• **PROVIDED ENTRIES**:
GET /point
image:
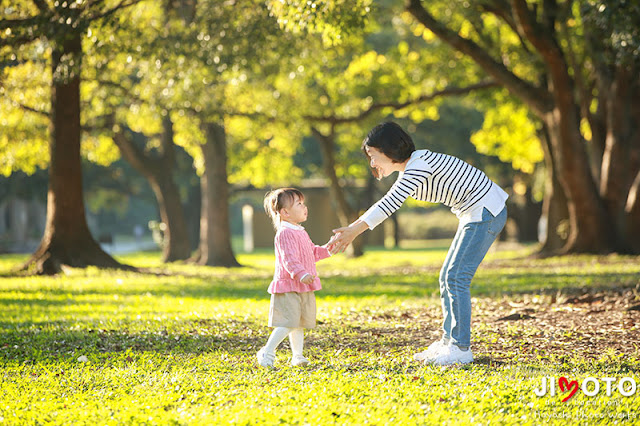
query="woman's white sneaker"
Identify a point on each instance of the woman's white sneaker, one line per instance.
(431, 353)
(452, 354)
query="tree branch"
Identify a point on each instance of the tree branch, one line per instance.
(122, 5)
(537, 98)
(450, 91)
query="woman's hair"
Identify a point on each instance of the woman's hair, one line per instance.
(278, 199)
(391, 140)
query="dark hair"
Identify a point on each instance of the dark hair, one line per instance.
(391, 140)
(278, 199)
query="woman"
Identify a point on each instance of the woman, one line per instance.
(478, 203)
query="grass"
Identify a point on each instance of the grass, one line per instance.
(178, 346)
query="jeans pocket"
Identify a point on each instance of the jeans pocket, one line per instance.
(496, 224)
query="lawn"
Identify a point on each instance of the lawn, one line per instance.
(176, 343)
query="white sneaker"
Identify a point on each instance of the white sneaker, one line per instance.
(297, 360)
(452, 354)
(264, 359)
(432, 351)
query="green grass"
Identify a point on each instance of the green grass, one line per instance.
(178, 346)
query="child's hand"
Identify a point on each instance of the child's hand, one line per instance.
(308, 279)
(329, 245)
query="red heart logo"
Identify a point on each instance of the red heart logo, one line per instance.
(566, 385)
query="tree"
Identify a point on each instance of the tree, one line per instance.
(58, 29)
(342, 91)
(549, 56)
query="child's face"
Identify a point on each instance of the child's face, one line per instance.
(296, 212)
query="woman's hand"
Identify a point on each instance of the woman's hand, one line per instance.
(345, 235)
(308, 279)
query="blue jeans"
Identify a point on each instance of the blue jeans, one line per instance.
(469, 246)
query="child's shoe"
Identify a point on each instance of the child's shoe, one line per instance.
(431, 353)
(452, 354)
(264, 359)
(299, 360)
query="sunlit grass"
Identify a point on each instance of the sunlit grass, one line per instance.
(178, 346)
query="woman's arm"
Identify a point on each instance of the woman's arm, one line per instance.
(345, 235)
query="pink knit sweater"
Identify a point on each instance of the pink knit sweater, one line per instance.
(296, 255)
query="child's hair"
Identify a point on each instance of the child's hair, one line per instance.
(278, 199)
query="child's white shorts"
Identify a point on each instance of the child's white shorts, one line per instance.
(293, 310)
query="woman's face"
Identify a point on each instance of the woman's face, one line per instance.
(380, 162)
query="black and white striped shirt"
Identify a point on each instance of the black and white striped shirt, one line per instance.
(440, 178)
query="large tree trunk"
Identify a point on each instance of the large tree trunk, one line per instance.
(346, 214)
(67, 239)
(554, 206)
(215, 231)
(556, 104)
(619, 166)
(159, 172)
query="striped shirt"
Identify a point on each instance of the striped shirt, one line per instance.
(440, 178)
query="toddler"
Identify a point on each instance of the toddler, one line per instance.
(293, 302)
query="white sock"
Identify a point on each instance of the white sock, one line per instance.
(277, 335)
(296, 338)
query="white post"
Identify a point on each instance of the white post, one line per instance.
(247, 227)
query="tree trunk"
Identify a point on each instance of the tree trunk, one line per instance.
(555, 209)
(67, 239)
(556, 105)
(346, 214)
(589, 226)
(215, 231)
(617, 171)
(159, 172)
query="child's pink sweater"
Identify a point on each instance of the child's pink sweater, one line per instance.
(296, 255)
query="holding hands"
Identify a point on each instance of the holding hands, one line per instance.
(344, 236)
(308, 279)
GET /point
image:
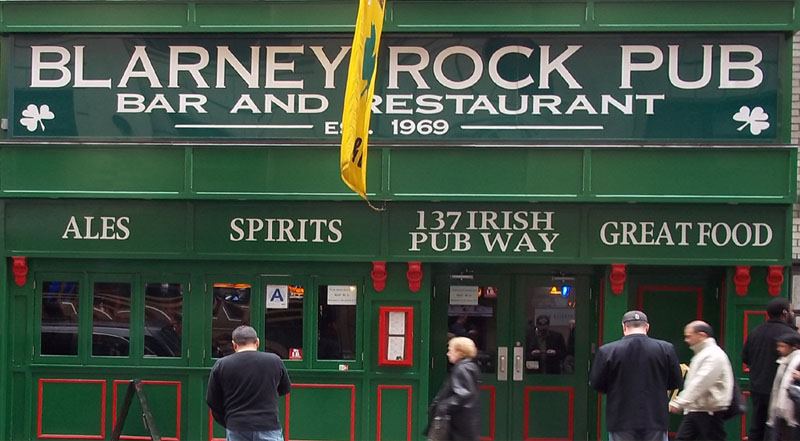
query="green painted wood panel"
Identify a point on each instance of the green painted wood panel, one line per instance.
(276, 16)
(708, 14)
(297, 171)
(164, 401)
(402, 15)
(487, 15)
(333, 412)
(70, 16)
(548, 413)
(395, 412)
(670, 174)
(752, 175)
(106, 171)
(491, 172)
(72, 407)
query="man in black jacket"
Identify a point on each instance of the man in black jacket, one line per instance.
(760, 355)
(243, 390)
(635, 373)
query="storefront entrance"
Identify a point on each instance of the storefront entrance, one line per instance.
(527, 329)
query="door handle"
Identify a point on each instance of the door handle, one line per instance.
(518, 363)
(502, 363)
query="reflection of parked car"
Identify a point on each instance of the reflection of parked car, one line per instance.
(110, 341)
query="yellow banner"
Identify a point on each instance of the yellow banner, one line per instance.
(358, 96)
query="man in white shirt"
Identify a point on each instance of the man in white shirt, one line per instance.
(708, 387)
(782, 422)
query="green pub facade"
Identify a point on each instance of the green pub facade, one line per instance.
(169, 171)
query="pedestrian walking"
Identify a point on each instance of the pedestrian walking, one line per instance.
(759, 355)
(782, 421)
(708, 387)
(636, 370)
(458, 399)
(244, 387)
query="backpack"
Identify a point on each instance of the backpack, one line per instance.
(738, 404)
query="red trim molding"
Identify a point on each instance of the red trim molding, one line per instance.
(570, 391)
(42, 381)
(743, 418)
(384, 335)
(379, 410)
(746, 326)
(492, 412)
(351, 387)
(177, 385)
(697, 290)
(211, 428)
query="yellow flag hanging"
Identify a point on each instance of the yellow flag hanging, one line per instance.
(358, 96)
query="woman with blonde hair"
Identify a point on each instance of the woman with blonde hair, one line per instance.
(458, 400)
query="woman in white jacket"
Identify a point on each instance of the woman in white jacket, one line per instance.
(782, 423)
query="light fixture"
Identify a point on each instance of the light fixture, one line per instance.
(562, 286)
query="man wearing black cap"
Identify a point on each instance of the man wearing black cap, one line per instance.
(243, 390)
(759, 355)
(708, 387)
(635, 373)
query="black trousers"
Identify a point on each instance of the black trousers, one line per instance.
(701, 426)
(758, 424)
(782, 432)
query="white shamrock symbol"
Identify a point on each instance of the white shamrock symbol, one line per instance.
(34, 116)
(756, 119)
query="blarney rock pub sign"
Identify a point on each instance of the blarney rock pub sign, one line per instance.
(432, 88)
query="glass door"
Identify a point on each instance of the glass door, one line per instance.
(476, 306)
(548, 375)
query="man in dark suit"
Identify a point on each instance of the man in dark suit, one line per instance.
(635, 373)
(760, 355)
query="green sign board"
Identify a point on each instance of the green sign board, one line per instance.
(705, 232)
(514, 232)
(477, 88)
(286, 229)
(121, 227)
(473, 232)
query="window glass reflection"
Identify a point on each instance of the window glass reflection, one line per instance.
(111, 312)
(59, 333)
(230, 309)
(283, 321)
(336, 321)
(550, 334)
(163, 319)
(474, 316)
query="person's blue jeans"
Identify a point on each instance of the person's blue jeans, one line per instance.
(259, 435)
(638, 435)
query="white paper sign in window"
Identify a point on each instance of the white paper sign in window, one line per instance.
(342, 294)
(397, 348)
(464, 295)
(277, 297)
(397, 323)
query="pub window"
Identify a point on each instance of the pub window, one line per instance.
(163, 319)
(230, 309)
(283, 321)
(111, 313)
(60, 306)
(336, 321)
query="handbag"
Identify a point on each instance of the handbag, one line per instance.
(439, 429)
(738, 404)
(794, 393)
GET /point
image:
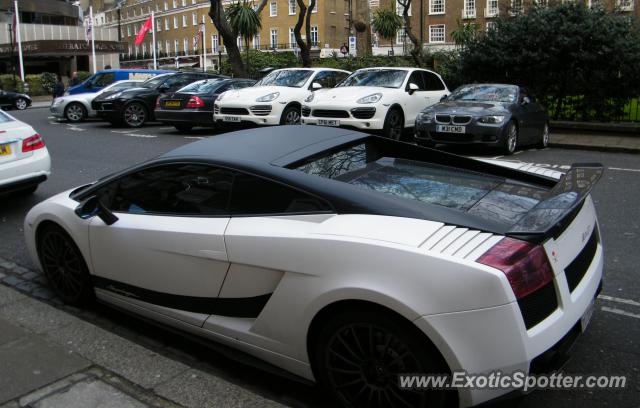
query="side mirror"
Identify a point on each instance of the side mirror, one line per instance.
(92, 207)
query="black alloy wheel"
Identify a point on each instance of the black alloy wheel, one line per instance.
(64, 266)
(360, 356)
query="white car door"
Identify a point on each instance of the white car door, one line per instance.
(166, 252)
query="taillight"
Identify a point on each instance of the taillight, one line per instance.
(526, 265)
(34, 142)
(195, 102)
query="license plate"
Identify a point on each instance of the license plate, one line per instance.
(586, 317)
(5, 150)
(324, 122)
(450, 129)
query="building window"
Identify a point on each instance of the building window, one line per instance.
(214, 43)
(436, 6)
(436, 33)
(469, 10)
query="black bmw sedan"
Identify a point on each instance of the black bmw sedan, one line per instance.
(192, 105)
(504, 116)
(134, 107)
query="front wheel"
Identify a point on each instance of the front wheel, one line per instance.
(360, 355)
(64, 266)
(290, 116)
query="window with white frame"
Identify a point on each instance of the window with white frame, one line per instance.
(436, 7)
(214, 43)
(437, 33)
(469, 10)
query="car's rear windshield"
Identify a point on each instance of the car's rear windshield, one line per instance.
(367, 166)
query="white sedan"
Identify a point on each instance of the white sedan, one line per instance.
(77, 107)
(277, 98)
(383, 99)
(24, 159)
(341, 257)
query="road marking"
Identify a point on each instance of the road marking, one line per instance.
(619, 312)
(619, 300)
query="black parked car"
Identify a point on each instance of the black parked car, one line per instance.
(504, 116)
(192, 105)
(13, 100)
(134, 107)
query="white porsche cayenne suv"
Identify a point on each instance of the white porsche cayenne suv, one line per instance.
(341, 257)
(277, 98)
(387, 100)
(24, 158)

• **GOAL OF THE EXERCISE**: Report every line above that contains the string "jeans", matching case exactly.

• **FULL RESPONSE**:
query="jeans pocket"
Identify a point on each instance of the jeans pocket, one line per instance.
query="blue jeans"
Identify a point on each instance of the blue jeans, one line per instance.
query="person's blue jeans"
Identify a point on each instance of the person's blue jeans, one line per instance.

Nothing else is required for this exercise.